(WHAT IS BEING ASKED):
Rewrite only the data from the line with "In this exercise you will mark the nettle" to the line with "<point>264,344</point>", both lines included, leaving the requests unchanged. Scale every point coordinate in the answers by 0.25 and round each result to a whole number, with halves rounded up.
* begin STORED RECORDS *
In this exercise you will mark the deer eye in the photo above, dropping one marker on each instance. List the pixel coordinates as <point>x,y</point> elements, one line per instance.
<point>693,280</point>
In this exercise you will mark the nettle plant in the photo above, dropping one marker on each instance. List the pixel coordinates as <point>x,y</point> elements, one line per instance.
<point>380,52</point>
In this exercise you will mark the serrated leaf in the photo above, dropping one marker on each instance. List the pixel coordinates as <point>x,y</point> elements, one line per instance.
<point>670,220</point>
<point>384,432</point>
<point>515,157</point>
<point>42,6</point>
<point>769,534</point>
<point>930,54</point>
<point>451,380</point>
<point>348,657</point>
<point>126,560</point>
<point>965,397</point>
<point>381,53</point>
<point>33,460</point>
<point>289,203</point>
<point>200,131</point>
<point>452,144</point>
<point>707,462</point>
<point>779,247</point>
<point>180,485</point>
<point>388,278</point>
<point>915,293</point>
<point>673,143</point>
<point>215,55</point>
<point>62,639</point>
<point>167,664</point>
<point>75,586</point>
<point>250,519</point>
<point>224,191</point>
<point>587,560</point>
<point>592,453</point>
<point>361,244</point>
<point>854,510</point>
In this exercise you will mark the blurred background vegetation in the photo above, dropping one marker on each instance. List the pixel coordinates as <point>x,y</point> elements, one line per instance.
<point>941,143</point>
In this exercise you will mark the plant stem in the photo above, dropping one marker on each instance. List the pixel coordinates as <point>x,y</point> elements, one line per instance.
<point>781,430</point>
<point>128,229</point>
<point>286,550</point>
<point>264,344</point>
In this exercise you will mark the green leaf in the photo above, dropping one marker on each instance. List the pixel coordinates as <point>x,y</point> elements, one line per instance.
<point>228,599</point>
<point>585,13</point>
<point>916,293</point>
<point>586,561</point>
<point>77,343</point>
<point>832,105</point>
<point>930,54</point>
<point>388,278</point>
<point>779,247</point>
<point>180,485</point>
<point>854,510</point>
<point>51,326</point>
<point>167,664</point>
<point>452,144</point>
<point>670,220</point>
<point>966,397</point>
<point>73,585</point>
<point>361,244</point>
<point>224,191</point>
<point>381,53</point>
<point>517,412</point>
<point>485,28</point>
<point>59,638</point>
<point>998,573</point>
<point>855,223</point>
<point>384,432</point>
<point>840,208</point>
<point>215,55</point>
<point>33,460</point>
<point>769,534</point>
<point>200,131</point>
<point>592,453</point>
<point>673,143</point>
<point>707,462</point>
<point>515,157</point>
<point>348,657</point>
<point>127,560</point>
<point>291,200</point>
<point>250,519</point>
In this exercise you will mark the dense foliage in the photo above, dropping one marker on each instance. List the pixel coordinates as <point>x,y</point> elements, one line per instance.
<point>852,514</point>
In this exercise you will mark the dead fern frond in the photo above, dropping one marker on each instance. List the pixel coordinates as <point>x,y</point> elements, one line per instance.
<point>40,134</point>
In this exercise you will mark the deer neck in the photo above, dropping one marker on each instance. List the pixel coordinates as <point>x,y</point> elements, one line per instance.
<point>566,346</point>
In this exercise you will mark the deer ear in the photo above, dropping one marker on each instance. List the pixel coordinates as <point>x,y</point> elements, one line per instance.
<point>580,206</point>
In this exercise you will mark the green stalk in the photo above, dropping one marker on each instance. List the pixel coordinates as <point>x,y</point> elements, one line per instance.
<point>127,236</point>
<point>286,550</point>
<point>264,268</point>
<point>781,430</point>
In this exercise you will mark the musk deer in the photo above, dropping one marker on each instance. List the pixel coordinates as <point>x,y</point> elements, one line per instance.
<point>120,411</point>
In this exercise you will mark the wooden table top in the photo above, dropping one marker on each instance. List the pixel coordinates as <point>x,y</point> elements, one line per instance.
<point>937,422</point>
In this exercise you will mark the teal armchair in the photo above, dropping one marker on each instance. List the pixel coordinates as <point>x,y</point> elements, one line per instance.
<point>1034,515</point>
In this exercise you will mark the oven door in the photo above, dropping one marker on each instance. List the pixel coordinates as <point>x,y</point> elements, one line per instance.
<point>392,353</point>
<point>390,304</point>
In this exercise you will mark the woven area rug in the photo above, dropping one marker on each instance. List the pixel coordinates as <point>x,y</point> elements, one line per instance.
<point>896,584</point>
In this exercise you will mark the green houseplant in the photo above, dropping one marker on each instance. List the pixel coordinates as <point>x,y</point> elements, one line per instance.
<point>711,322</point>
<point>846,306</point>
* end STORED RECORDS *
(TASK OUTPUT):
In this exercise you will mark the nettle plant in the photo above, dropping one marker on each instance. List the pixel coordinates as <point>x,y</point> elements, one line per instance.
<point>95,13</point>
In this exercise you will mark the serrated leaf in the photo above, dropping one marker on each instance. List the pixel coordinates as <point>x,y</point> elements, one line per instance.
<point>168,55</point>
<point>96,108</point>
<point>129,39</point>
<point>11,2</point>
<point>192,134</point>
<point>233,14</point>
<point>113,95</point>
<point>87,164</point>
<point>32,140</point>
<point>241,99</point>
<point>95,13</point>
<point>8,115</point>
<point>72,51</point>
<point>50,33</point>
<point>113,36</point>
<point>177,116</point>
<point>195,62</point>
<point>45,121</point>
<point>97,70</point>
<point>229,73</point>
<point>168,36</point>
<point>54,14</point>
<point>16,160</point>
<point>42,166</point>
<point>19,147</point>
<point>63,130</point>
<point>56,48</point>
<point>147,140</point>
<point>148,113</point>
<point>90,61</point>
<point>214,128</point>
In this exercise you will mark the blurred background vegetation in the photo above, dropping one marker on each instance. List the pixel coordinates as <point>x,y</point> elements, one line per instance.
<point>235,36</point>
In this exercise you will mark the plant stem in the photo above, dropping one marker on each instance. List the pixel coordinates as <point>x,y</point> elements, one line per instance.
<point>195,108</point>
<point>32,57</point>
<point>72,138</point>
<point>66,86</point>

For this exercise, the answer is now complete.